TEXT EXTRACT:
Standing water on a roof is a clear indicator that there isn’t positive drainage present to allow for water to evacuate the roof in a timely manner. The term “positive roof drainage” is defined in the 2018 International Building Code as “the drainage condition in which consideration has been made for all loading deflection of the roof deck, and additional slope has been provided to ensure drainage of the roof within 48 hours of precipitation.”3 Even though a flat roof could be considered watertight, the potential for problems still may arise. Standing water promotes vegetation growth, and issues such as seam separation from material degradation or freezing damage increase the potential for that water to make its way into the system. A dangerous problem slow moving or ponding water also creates is added weight to the structure. To put it into perspective, one gallon of water weighs just over 8 pounds. If an inch of standing water is present on a roof, it can add thousands of pounds to the building structure and lead to life-safety concerns due to a roof collapse. Tapered insulation panels help evacuate rainwater by pointing it to drains or scuppers and creating positive drainage.
Tapered insulation systems work the same way as steep-slope shingle roofs—just with a much more gradual slope. Instead of inches per foot, the 2018 IBC requires a minimum slope of 1/4-inch per foot for membrane roof systems, and a minimum slope of 1/8-inch per foot for coal tar pitch roofs. New construction must comply with the minimum slope requirements in IBC Section 1507, which outlines specifications for roof assemblies and rooftop structures. Recovers or roof replacements of existing low slope roofs are exempt from the minimum 1/4-inch per foot slope requirement. Understanding these constraints can allow for a more fine-tuned tapered design that achieves project-specific goals.
Tapered Polyisocyanurate
Polyisocyanurate, referred to as polyiso in short, makes up over 80 percent of the commercial roofing market share. It has the highest thermal efficiency in terms of R-value at 5.7 per inch. R-value is the capacity for an insulating material to resist heat flow. The higher the R-value, the greater the insulating value. Expanded polystyrene, or EPS, is a popular alternative, but since it has less thermal efficiency, you have to use more of it to compensate for energy losses. Polyiso has very low ozone depleting potential as well as very low global warming potential. It can use recycled content in the facer. It is free of hydrofluorocarbon, an ozone depleting chemical, and can even contribute towards Leadership in Energy and Environmental Design, or LEED, a global green building rating. With 20 polyiso manufacturing facilities nationwide, material is readily available and allows for a great variation of design flexibility to meet job requirements. There are different panel facers available such as felt or recycled and coated glass. Felt or recycled content facers are standard but do not have the reinforced strength of coated glass. Coated glass facers are made by mixing fiberglass in a slurry and gives polyiso panels added strength against job-site damage and greater resistance to moisture intrusion, all leading to longer assembly life cycles. There are also different formulations like non-halogenated which eliminate halogenated flame retardants in its chemical makeup. Halogenated flame retardants are on the Red List, a list of worst-in class chemicals and materials identified for their risk to the environment.4 This allows the range of non-halogenated polyisocyanurate panels to be categorized as Red List free and meet even greater ecological initiatives. Polyiso is a versatile material successfully used to meet code approval requirements for FM (Factory Mutual) and UL (Underwriter’s Laboratory), among others.

INFORMATION GIVEN:
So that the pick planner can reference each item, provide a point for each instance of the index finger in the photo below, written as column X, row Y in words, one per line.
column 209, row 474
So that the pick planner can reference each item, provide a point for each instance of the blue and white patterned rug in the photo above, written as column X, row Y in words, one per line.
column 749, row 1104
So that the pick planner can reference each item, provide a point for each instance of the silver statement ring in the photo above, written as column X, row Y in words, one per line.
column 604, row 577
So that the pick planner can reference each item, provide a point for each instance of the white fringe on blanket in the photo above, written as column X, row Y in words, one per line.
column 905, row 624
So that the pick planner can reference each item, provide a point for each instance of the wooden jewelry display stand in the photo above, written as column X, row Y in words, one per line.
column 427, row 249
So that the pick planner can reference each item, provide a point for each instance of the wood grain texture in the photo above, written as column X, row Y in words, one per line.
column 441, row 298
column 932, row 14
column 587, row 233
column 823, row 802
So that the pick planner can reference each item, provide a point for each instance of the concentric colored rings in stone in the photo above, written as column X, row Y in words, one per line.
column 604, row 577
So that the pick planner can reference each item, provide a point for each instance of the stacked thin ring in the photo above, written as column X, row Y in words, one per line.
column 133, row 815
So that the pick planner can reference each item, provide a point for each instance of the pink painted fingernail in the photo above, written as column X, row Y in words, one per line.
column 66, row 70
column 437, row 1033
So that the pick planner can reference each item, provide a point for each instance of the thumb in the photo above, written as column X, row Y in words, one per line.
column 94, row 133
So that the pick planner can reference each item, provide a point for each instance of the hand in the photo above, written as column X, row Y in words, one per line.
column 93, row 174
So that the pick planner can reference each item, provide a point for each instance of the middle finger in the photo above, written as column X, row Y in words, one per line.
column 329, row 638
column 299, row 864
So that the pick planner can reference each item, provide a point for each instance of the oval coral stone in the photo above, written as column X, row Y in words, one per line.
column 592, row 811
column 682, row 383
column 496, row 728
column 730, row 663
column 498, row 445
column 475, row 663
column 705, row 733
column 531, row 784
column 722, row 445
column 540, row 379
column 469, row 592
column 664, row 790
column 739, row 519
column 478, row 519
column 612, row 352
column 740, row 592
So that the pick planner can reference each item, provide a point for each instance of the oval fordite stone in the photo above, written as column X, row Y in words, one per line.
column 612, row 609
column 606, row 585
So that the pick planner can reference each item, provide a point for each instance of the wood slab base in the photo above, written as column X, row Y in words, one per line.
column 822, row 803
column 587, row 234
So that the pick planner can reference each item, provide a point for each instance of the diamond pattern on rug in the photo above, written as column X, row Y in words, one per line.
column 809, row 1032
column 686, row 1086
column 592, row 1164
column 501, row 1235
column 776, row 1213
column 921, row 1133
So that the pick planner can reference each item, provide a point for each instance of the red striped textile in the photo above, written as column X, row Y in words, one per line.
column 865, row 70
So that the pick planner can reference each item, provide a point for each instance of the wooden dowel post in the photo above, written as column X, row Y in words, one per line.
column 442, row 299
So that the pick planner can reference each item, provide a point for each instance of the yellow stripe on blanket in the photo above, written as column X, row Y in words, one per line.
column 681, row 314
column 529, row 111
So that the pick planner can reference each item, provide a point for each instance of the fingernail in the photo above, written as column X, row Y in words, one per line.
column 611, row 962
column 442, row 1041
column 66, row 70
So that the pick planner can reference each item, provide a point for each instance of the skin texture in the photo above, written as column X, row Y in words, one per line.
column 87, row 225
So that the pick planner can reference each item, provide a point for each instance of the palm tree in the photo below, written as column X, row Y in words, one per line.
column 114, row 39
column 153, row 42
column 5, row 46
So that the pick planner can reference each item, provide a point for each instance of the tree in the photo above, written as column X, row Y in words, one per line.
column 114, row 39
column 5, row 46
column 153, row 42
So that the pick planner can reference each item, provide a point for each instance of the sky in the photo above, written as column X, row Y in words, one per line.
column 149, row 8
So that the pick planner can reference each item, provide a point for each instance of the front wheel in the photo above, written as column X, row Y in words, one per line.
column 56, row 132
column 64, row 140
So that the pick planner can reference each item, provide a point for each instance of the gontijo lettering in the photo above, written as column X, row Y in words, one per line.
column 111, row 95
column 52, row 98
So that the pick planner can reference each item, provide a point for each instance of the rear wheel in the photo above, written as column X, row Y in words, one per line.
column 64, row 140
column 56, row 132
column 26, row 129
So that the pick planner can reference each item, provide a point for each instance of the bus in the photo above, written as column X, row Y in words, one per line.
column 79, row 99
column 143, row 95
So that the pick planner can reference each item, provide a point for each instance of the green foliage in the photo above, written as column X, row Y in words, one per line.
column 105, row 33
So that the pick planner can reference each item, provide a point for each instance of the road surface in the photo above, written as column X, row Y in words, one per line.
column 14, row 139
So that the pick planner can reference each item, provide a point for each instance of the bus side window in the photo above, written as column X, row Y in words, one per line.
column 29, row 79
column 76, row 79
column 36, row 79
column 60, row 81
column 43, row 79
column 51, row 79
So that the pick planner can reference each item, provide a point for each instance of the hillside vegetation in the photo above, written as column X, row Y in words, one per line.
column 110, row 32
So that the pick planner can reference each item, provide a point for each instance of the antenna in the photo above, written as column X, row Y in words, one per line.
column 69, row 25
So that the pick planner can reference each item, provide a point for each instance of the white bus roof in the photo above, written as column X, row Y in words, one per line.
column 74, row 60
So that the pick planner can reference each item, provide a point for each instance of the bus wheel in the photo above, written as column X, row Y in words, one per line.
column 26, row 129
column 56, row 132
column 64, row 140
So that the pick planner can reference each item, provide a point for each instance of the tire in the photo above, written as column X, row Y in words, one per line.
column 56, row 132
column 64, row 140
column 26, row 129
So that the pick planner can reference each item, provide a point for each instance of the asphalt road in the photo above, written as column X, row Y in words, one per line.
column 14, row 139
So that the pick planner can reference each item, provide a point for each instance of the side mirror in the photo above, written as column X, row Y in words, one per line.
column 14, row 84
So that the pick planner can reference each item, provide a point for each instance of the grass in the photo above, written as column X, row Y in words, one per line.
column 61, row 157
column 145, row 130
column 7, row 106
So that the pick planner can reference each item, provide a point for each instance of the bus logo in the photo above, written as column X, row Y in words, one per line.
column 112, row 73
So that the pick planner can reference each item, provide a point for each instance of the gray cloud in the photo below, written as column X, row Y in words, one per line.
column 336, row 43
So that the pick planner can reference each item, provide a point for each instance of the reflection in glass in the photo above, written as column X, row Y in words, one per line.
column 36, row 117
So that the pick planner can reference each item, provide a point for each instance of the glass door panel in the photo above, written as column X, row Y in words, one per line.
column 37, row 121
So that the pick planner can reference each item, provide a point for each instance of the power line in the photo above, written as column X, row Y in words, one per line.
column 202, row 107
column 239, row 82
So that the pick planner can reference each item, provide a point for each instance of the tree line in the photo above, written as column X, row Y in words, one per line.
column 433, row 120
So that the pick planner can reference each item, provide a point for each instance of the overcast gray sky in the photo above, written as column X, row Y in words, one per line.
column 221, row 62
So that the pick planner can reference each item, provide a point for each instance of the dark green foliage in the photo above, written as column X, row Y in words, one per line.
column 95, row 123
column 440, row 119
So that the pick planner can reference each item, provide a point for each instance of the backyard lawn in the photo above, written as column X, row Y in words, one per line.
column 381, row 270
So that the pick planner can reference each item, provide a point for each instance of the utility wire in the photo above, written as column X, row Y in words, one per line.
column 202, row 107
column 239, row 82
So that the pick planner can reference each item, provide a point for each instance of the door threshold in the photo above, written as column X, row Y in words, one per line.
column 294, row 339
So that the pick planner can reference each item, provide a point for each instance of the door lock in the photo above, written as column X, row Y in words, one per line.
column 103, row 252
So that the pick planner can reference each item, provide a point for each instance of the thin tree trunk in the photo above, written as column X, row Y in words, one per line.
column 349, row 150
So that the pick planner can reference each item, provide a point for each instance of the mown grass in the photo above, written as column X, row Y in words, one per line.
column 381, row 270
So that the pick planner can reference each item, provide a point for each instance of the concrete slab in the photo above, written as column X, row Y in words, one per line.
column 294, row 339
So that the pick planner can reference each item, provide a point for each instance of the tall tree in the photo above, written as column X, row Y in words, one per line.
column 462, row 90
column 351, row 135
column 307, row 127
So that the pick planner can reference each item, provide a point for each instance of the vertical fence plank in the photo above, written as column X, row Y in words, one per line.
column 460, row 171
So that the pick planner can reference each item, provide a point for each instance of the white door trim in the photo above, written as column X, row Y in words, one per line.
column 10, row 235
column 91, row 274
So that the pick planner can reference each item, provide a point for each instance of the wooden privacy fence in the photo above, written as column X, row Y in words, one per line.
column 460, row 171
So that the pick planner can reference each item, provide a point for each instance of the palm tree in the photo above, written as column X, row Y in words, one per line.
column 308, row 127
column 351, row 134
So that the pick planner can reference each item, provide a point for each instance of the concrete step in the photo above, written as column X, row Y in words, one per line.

TASKS AND EXERCISES:
**a)** Could you transcribe the tapered roof insulation text from "Tapered insulation systems" up to and including "achieves project-specific goals."?
**b)** Can you pick up the tapered roof insulation text and carry it on from its last sentence?

ANSWERS BELOW:
**a)**
Tapered insulation systems work the same way as steep-slope shingle roofs—just with a much more gradual slope. Instead of inches per foot, the 2018 IBC requires a minimum slope of 1/4-inch per foot for membrane roof systems, and a minimum slope of 1/8-inch per foot for coal tar pitch roofs. New construction must comply with the minimum slope requirements in IBC Section 1507, which outlines specifications for roof assemblies and rooftop structures. Recovers or roof replacements of existing low slope roofs are exempt from the minimum 1/4-inch per foot slope requirement. Understanding these constraints can allow for a more fine-tuned tapered design that achieves project-specific goals.

**b)**
Tapered polyisocyanurate is available in thicknesses from 1/2 to 4.5 inches, however, smoothing the transition to a height of 0 inches cannot be reached with these panels. There are other products on the market like tapered edge strips that can be utilized to aid the transition to the roof deck. Tapered panel systems are available in slopes from 1/16-inch per foot to 1/2-inch per foot. The standard panel size is 4 feet by 4 feet, and a panel size of 4 feet by 8 feet is available if specified (and may require longer lead times to fulfill). There are also different compressive strengths that can be catered for specific applications such as amenity spaces with paver systems. Tapered polyiso is compatible with all roofing systems including built-up roofing, ballasted, and modified bitumen. It can be used with coverboards and also can be directly installed to the deck since it is the only foam plastic to pass UL 1256, a fire abatement standard for fire testing of a roof deck construction and FM 4450, qualifying tapered polyiso as a Class I assembly component when part of an insulated steel deck.5 This is because it has “low fire spread below the deck, adequate simulated wind uplift resistance, minimum heat damage potential and adequate strength” at the conclusion of FM’s fire testing.6
A collection of tapered panel system profiles.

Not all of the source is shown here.